• Consigne:
D'après l'extrait sur le cinéma belge ci-dessous, répondez brièvement :
(a) En quel mois et quelle année la Fédération Wallonie-Bruxelles a-t-elle organisé l'Opération "50/50" ?
(b) Dans quel film de Costa-Gavras Nabil Ben Yadir apparaît-il ?
(c) Où était Nabil Ben Yadir quand il a commencé à écrire le scénario des Barons ?

• Extrait de page:
::::::::::
Publié le 08/04/2021 / Catégorie: Dossier

En juin 2017,  la Fédération Wallonie-Bruxelles organisait l'Opération "50/50, Cinquante ans de cinéma belge, Cinquante ans de découvertes" qui mettait à l’honneur 50 films marquants de l’histoire du cinéma belge francophone. Ces films sont ressortis en salle pendant toute une année et de nombreux entretiens ont été réalisés avec leurs auteurs. Le site internet qui se consacrait à cette grande opération n'étant plus en activité, Cinergie.be a la joie de pouvoir aujourd'hui proposer et conserver tous ces entretiens passionnants où une grande partie de la mémoire du cinéma belge se donne à lire.

 

Après une formation en électromécanique, Nabil Ben Yadir débute sa carrière en 2001 en décrochant un petit rôle dans Au-delà de Gibraltar. Quatre ans après sa première expérience avec Taylan Barman, il apparait dans Le Couperet de Costa-Gavras. La même année, il tourne son premier court métrage, Sortie de clown, dans lequel il raconte l’histoire de Lucien, à la fois croque-mort et clown dans les hôpitaux.

50/50 - Les Barons de Nabil Ben Yadir

Julien Brocquet : Quelle était votre volonté quand vous vous êtes mis à écrire le scénario des Barons ?

Nabil Ben Yadir : La première, c’était d’écrire. Juste d’écrire. Sans déjà me dire que ça allait devenir un film. Parce que, quand j’ai commencé à gratouiller un peu les choses, j’étais encore à l’école. Quand tu écris un scénario, tu rêves de le voir en images mais, évidemment, ce n’est pas possible. Donc, il y avait une liberté de ton, due au fait que je n’avais rien à perdre. Quand ça commence un peu à se concrétiser, le moteur devient différent. Mais j’ai toujours gardé pour ambition de fabriquer un film que mes potes et moi on aurait envie d’aller voir. Je n’ai pas fait une école de cinoche. Je n’avais pas de principes, de règles, de bases d’écriture. Ca m’a offert beaucoup de liberté. Une liberté de ton et de dire ce que j’avais envie de dire. On partait du principe que personne ne verrait le film et qu’il n’existerait pas.

 

J.B. : Il y a aussi, très vite, l’idée de casser l’image négative de Molenbeek ?
::::::::::
Relevés de pointage d'objets sur photos:
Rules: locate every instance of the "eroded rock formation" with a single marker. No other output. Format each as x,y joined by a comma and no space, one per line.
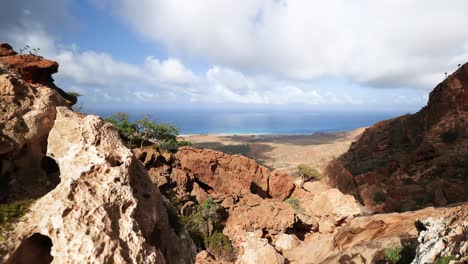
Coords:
27,115
102,206
416,160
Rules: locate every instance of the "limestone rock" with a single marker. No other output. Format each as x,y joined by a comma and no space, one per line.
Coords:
272,216
28,114
105,208
258,251
445,235
6,50
364,238
286,242
333,205
233,175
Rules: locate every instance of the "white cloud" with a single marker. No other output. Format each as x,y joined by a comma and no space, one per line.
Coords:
252,49
390,43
::::::::::
• Réponse:
(a) En juin 2017.
(b) Le Couperet.
(c) Il était encore à l'école.